#### Source passage ####

A novel workflow for high-throughput identification of pharmaceutical metabolites across various matrices, utilizing open-source software and LC-HRMS analyses, was developed and presented. This workflow featured a triplet approach for metabolite structure prediction — integrating software-based predictions, literature review, and known metabolic pathways — which led to the prediction of 3762 metabolites corresponding to six parent compounds: atenolol, enrofloxacin, erythromycin, ketoprofen, sulfamethoxazole, and tetracycline. In silico mass spectral libraries were generated for both positive and negative ionization modes and uploaded to MS-DIAL software for processing DDA and DIA measurements. Ultimately, 26 statistically significant metabolites (p < 0.05) were identified in E. fetida and L. sativa.

The main advantage of this novel workflow is its capacity for high-throughput data analysis, including statistical evaluation, using only freely available software compatible with instruments from all vendors. Additionally, it can be adapted for other organic micropollutants beyond pharmaceuticals by simply importing different chemical structures. However, the workflow has limitations due to the software’s inability to predict all potential metabolites, given the unique metabolic profiles of different organisms. In this study, these limitations were addressed through literature reviews and the incorporation of common metabolic pathways. Although, discrepancies between in silico mass spectra and experimentally obtained MS2 spectra may still occur, due to the dependence on available data, future improvements are anticipated. As more data becomes available and software evolves, prediction accuracy and metabolite coverage are expected to improve significantly. This advancement will enhance the estimation of environmental and health risks by enabling more accurate identification of metabolites.

Nevertheless, the implications of this study confirm significant concerns about environmental and health risks, particularly given the number and abundance of pharmaceutical metabolites relative to parent substances. Currently, only parent compounds are quantified in environmental and biological matrices, as these metabolites are often not identified, potentially leading to an underestimation of these risks. Pharmaceutical metabolites could contaminate the food chain, posing health risks from long-term dietary intake of trace concentrations, and may also contribute to the rise of antimicrobial resistance in the environment, potentially impacting human health. In the future, appropriate legislation should be implemented to limit the dissemination of both pharmaceutical and metabolite residues, as well as antibiotic-resistant genes into the soil environment. Since these contaminants can be removed from wastewater, animal manure, and biosolids more easily than from the soil environment using processes such as advanced oxidation and aerobic/anaerobic fermentation.

#### Material shown ####

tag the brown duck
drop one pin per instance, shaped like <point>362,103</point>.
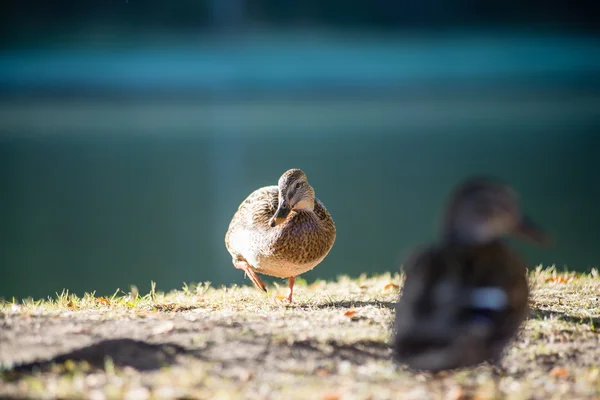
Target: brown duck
<point>281,231</point>
<point>465,298</point>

####

**What this exercise asks:**
**a.** Decide whether each statement agrees with the passage on the metabolite workflow. Answer yes or no for each, and quote the deciding words.
(i) Metabolites were predicted for six parent compounds.
(ii) The workflow works only with instruments from a single vendor.
(iii) Metabolites are currently quantified in environmental and biological matrices.
**b.** Answer these questions from the passage on the metabolite workflow.
(i) How many statistically significant metabolites were identified?
(ii) To which software were the in silico mass spectral libraries uploaded?
(iii) Which processes are named for removing these contaminants from wastewater, animal manure, and biosolids?
**c.** Copy the passage on the metabolite workflow from "A novel workflow" to "and L. sativa.", and change "open-source software" to "freely available software".
The listing comes from a separate source and is unrelated to the passage on the metabolite workflow.

**Task results:**
**a.**
(i) Yes: "which led to the prediction of 3762 metabolites corresponding to six parent compounds"
(ii) No: "using only freely available software compatible with instruments from all vendors"
(iii) No: "Currently, only parent compounds are quantified in environmental and biological matrices"

**b.**
(i) 26
(ii) MS-DIAL
(iii) Advanced oxidation and aerobic/anaerobic fermentation

**c.**
A novel workflow for high-throughput identification of pharmaceutical metabolites across various matrices, utilizing freely available software and LC-HRMS analyses, was developed and presented. This workflow featured a triplet approach for metabolite structure prediction — integrating software-based predictions, literature review, and known metabolic pathways — which led to the prediction of 3762 metabolites corresponding to six parent compounds: atenolol, enrofloxacin, erythromycin, ketoprofen, sulfamethoxazole, and tetracycline. In silico mass spectral libraries were generated for both positive and negative ionization modes and uploaded to MS-DIAL software for processing DDA and DIA measurements. Ultimately, 26 statistically significant metabolites (p < 0.05) were identified in E. fetida and L. sativa.